• Your goal:
Exact reproduction is required for all entries.

(Items from a data source)
━━━
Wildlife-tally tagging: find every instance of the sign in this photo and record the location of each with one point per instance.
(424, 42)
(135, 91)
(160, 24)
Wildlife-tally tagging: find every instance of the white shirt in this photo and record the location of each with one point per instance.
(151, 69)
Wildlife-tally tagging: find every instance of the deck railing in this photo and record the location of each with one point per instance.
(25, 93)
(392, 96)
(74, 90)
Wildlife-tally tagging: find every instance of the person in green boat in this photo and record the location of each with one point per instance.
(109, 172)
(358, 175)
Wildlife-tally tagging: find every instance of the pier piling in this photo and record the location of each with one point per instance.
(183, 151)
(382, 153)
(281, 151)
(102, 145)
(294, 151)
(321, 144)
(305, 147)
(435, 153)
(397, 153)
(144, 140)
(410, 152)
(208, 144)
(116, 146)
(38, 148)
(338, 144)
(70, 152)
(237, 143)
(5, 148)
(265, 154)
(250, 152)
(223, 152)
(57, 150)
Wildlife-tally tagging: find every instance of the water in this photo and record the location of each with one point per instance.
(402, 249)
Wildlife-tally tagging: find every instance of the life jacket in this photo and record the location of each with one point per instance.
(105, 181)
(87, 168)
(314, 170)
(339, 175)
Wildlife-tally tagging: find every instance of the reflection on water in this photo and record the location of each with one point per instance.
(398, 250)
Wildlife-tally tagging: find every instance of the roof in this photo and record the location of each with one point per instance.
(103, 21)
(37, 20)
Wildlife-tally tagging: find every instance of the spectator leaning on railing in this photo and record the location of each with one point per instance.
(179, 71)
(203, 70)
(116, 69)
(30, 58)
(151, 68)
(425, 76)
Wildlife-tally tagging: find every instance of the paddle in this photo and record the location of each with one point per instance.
━━━
• Output of the exercise:
Wildlife-tally tagging: find every instance of the sign in this photo and record the location of each with one point per instance.
(424, 42)
(135, 91)
(160, 24)
Wildlife-tally tagging: find every instance of the white shirt in this photo and record the location of each with one point per instance.
(151, 69)
Wildlife-tally tagging: find every instance of the deck railing in this photo and record the location of each with one point per instance.
(25, 93)
(392, 96)
(74, 90)
Wildlife-tally tagging: find every instance of the person in green boat in this photo and record the location of each with one point per instance.
(109, 172)
(358, 175)
Wildlife-tally tagging: find every instance of the pier piling in this photo and record the location of each with one point per instance.
(183, 151)
(382, 153)
(281, 151)
(102, 145)
(294, 151)
(321, 144)
(305, 147)
(435, 153)
(397, 153)
(144, 140)
(410, 152)
(208, 144)
(116, 146)
(38, 148)
(338, 144)
(70, 152)
(237, 143)
(5, 148)
(265, 154)
(250, 152)
(223, 152)
(57, 150)
Wildlife-tally tagging: find every instance of the water in this photo and record the location of each with one point per instance.
(402, 249)
Wildlife-tally tagging: find every instance of the life jacket in this photo and record the location of each with one point per instance.
(105, 181)
(87, 168)
(314, 170)
(339, 175)
Wildlife-tally tagging: find every instance of the reflection on water in this photo and record the location of each with one point per instance.
(398, 250)
Wildlife-tally tagging: find every instance of the roof in this photo and record the location of each with one point per instance.
(103, 21)
(37, 20)
Wildlife-tally tagging: find every instance of the spectator leaning on railing in this photo and record the location of each with one point per instance.
(179, 71)
(203, 70)
(116, 69)
(30, 58)
(151, 68)
(425, 76)
Wildlife-tally tagging: find every instance of the paddle in this photo and record the location of each with one point per instance.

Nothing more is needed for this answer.